- Material provided:

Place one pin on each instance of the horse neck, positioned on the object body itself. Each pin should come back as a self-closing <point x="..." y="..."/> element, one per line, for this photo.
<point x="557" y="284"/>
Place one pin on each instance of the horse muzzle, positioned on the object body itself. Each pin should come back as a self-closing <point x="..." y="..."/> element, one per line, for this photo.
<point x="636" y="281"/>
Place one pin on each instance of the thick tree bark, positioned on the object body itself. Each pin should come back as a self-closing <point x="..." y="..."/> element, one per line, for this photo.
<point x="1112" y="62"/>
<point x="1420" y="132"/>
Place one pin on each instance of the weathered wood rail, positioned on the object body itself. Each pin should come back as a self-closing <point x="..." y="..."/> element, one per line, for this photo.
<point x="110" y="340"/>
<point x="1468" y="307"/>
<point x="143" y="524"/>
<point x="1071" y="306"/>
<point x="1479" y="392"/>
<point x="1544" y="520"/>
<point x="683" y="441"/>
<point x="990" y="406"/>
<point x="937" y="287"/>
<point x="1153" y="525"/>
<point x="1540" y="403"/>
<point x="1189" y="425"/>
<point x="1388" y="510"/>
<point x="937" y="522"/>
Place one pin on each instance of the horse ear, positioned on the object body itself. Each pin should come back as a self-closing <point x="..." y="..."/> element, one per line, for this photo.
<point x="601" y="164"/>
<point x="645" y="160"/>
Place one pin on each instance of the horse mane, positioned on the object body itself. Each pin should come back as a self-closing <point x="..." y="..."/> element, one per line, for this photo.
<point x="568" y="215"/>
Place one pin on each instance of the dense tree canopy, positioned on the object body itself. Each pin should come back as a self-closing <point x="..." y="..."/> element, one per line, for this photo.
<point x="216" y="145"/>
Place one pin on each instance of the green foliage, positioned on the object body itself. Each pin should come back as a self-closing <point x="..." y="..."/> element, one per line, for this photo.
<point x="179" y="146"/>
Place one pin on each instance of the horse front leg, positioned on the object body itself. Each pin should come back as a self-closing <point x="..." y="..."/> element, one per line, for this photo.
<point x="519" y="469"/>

- Your objective:
Reproduce all of the items above verbatim, keeping each line unchanged and in its original order.

- Answer for the task:
Place one pin on each instance of the horse neck, positioned on the object body itself. Each pin should come back as a self-closing <point x="..." y="..."/> element, one per line, for this photo.
<point x="557" y="284"/>
Place one pin on each instance of the horse muzzle, positioned on the object body itself. Each pin should come back as a self-closing <point x="..." y="..."/> element, one per line, for this photo.
<point x="636" y="281"/>
Place one pin on each instance of the thick tree bark, positioned on the object body itself. Each pin should come back as a self-closing <point x="..." y="..."/> element, one per line, for this photo.
<point x="1112" y="62"/>
<point x="1420" y="132"/>
Place one pin on each instance of the weathered wood rail, positioned on the object body itself. Each pin should come back as a self-closing <point x="..." y="..."/> element, one per line, for this photo.
<point x="110" y="340"/>
<point x="1468" y="307"/>
<point x="143" y="524"/>
<point x="1071" y="306"/>
<point x="1479" y="392"/>
<point x="1544" y="520"/>
<point x="683" y="441"/>
<point x="990" y="406"/>
<point x="937" y="287"/>
<point x="1153" y="525"/>
<point x="1540" y="403"/>
<point x="1189" y="425"/>
<point x="1388" y="510"/>
<point x="937" y="522"/>
Place one pin on each instance of the horse ear, positioned on the object body itself. Each pin should come back as a self-closing <point x="..." y="..."/> element, one per line, for this photo.
<point x="601" y="164"/>
<point x="645" y="160"/>
Place one pin on each instance of the horse mane, positioned on the object body itself. Each pin should come back as a self-closing <point x="..." y="..."/> element, one per line, for this photo.
<point x="568" y="215"/>
Place one pin on each instance of the dense tree canopy, positioned on the object body itself. Each pin should come back as a self-closing <point x="..." y="..."/> element, one per line, for this photo.
<point x="216" y="145"/>
Place one pin on each instance of the green foliage, positioned on the object body itself. Each pin should come back as a self-closing <point x="..." y="..."/> element, one per line, for this photo.
<point x="179" y="146"/>
Place one pin on each instance of the horse front leg, positioned on the object body itself. Each pin should come back as a self-closing <point x="..." y="..."/> element, one per line, for this photo.
<point x="519" y="469"/>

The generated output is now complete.